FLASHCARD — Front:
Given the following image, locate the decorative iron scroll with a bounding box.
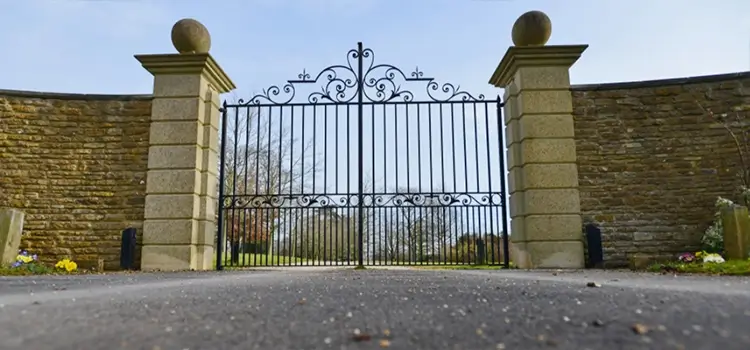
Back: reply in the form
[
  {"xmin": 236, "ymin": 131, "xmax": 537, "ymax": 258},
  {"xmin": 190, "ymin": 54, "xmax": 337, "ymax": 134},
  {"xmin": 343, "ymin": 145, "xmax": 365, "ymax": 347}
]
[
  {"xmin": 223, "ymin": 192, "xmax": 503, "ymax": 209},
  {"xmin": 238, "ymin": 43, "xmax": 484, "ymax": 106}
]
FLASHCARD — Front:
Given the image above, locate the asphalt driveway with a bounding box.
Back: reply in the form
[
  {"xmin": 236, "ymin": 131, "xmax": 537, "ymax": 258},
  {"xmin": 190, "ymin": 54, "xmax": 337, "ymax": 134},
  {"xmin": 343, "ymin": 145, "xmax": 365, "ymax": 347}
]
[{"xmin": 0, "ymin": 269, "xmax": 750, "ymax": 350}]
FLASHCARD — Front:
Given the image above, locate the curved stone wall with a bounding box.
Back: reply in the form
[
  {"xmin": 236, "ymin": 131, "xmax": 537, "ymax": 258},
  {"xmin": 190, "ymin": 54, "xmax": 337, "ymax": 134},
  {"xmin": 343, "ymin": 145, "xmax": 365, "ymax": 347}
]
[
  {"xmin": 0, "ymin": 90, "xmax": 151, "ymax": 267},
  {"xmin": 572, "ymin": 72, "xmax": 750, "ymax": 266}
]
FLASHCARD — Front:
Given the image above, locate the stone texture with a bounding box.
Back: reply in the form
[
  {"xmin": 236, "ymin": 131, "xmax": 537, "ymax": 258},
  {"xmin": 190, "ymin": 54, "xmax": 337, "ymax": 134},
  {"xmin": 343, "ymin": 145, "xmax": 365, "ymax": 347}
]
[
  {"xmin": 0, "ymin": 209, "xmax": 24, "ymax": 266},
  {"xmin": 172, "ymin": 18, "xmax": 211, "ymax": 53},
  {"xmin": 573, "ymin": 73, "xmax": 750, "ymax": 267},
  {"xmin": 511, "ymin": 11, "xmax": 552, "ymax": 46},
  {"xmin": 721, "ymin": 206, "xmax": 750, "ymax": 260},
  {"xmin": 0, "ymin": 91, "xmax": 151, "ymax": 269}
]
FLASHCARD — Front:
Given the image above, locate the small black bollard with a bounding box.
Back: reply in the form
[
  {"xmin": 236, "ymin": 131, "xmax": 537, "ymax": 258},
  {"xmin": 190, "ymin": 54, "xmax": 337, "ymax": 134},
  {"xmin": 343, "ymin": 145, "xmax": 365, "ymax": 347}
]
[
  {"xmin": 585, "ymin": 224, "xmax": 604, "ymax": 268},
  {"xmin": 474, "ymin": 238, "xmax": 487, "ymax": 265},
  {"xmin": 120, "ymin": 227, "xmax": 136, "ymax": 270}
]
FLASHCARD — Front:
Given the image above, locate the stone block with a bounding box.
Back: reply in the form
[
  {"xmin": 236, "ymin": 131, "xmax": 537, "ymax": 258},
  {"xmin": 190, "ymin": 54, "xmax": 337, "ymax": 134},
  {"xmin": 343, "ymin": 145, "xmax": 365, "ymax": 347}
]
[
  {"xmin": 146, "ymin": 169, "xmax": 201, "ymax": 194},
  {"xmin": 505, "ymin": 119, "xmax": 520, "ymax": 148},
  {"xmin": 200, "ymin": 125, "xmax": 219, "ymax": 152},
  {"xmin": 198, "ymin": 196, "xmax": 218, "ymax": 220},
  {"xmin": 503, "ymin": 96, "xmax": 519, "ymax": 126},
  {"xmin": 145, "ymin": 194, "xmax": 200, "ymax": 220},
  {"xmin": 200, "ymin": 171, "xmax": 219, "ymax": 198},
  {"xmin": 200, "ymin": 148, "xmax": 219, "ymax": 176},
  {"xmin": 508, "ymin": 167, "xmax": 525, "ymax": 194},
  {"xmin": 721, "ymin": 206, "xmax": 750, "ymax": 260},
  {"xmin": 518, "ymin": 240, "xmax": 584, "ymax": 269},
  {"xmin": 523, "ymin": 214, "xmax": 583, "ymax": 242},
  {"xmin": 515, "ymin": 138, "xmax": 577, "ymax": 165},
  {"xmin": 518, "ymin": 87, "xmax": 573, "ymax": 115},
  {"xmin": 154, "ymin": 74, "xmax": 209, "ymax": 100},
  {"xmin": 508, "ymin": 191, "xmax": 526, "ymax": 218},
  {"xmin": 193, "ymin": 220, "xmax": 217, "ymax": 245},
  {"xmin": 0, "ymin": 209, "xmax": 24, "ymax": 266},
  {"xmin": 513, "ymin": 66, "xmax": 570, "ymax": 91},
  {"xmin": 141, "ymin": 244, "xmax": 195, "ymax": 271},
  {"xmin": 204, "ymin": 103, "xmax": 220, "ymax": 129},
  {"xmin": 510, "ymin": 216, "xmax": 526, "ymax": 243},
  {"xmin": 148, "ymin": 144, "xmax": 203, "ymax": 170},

○ ○ ○ ○

### Problem statement
Please collect every line of the entries above that contains the string "bounding", and note that case counts.

### Task answer
Given the following image, locate the decorative iron scroll with a bounding box.
Given the image above, locate the asphalt driveway with a bounding box.
Given the image above, locate the curved stone wall with a bounding box.
Given the image above, locate the stone texture with a bounding box.
Given the image above, locate the small black bollard with a bounding box.
Given the image above, locate the stone block with a bounding box.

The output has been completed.